------ Dataset extract ------

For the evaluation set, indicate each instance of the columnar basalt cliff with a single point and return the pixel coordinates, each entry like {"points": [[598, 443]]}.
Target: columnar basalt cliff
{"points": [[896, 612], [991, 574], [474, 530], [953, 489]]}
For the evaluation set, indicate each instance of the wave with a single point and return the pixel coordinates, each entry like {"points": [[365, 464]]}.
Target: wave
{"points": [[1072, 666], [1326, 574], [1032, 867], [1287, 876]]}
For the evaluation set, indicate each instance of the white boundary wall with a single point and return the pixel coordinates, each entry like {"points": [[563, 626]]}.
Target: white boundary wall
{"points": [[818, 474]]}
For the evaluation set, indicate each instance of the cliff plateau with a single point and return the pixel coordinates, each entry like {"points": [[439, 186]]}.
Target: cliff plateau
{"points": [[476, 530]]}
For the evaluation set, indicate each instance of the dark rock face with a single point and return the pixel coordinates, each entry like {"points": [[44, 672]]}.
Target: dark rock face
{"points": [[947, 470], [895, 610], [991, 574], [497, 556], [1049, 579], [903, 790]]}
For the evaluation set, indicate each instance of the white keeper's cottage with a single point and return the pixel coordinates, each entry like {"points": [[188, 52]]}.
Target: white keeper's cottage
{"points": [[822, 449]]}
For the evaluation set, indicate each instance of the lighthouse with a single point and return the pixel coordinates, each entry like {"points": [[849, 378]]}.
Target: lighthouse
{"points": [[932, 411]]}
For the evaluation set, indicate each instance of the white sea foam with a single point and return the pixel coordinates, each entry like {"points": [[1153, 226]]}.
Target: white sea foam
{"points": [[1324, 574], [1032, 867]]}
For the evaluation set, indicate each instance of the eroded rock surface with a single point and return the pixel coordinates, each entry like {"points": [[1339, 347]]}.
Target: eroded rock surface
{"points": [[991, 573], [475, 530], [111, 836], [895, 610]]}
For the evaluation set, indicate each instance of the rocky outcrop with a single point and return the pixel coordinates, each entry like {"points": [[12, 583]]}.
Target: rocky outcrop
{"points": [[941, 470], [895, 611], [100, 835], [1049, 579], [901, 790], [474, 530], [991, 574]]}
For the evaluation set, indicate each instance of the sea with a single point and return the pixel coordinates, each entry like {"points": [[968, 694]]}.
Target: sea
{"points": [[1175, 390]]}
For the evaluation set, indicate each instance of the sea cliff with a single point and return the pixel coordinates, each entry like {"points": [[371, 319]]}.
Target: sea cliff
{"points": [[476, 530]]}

------

→ What this task involves:
Return every line of the listing above word for word, keeping its order and changing nothing.

→ Full response:
For the evaluation set, indicate each instance of the columnar basalt cliff with a single point and return the pixel coordinates, each entry like {"points": [[598, 443]]}.
Target: columnar basalt cliff
{"points": [[896, 612], [991, 574], [474, 530], [953, 489]]}
For the evaluation set, indicate each instance of the wave with a single point and return the pixel coordinates, each entry like {"points": [[365, 464]]}.
Target: wave
{"points": [[1072, 666], [1326, 574], [1032, 867], [1287, 876]]}
For the evaluation set, indicate each instance of the white boundary wall with a single point and return the pixel coordinates, each entry like {"points": [[563, 626]]}.
Target: white boundary wall
{"points": [[818, 474]]}
For the evaluation set, indicate each instance of the cliff plateau with a single point and return the pixel coordinates, each entry like {"points": [[439, 186]]}.
Target: cliff plateau
{"points": [[476, 530]]}
For the evaluation set, indicate each instance of the dark rock face with a single point and return the pixel coordinates, each entry like {"points": [[44, 672]]}.
Target: dark rock face
{"points": [[947, 470], [895, 610], [991, 574], [497, 556], [1049, 579], [903, 790]]}
For the evaluation set, indicate each instance of the white keeper's cottage with a single point and return the pixel coordinates, each entry like {"points": [[188, 52]]}.
Target: white keeper's cottage
{"points": [[822, 449]]}
For the evaluation set, indicate each instance of the lighthouse with a single point and return the pixel coordinates, each entry like {"points": [[849, 378]]}.
Target: lighthouse
{"points": [[932, 411]]}
For the evaluation set, indicate each instance of the white sea foam with a single point and return the pixel coordinates, each entry like {"points": [[1153, 226]]}.
Target: white sea foam
{"points": [[1324, 574], [1032, 867]]}
For the evaluation set, indicate each instance of the eroded rock surface with a single point and return the pixel coordinates, each entry like {"points": [[1339, 347]]}.
Target: eroded rock surface
{"points": [[991, 573], [475, 530], [111, 836], [895, 610]]}
For the evaluation set, indicate each instance of the rocky outcrop with a single point and return the pixel coordinates, each entry like {"points": [[12, 583]]}.
Target: rocky outcrop
{"points": [[941, 470], [895, 611], [100, 835], [1049, 579], [901, 790], [474, 530], [991, 574]]}
For the evaluation set, indicate each instance of the sea with a single point and return the pixel coordinates, each entry like {"points": [[968, 694]]}.
Target: sea
{"points": [[1175, 390]]}
For the evaluation set, indicate each instance of the sea cliff with a single point and return the pixel coordinates, each entry like {"points": [[371, 319]]}.
Target: sea cliff
{"points": [[476, 530]]}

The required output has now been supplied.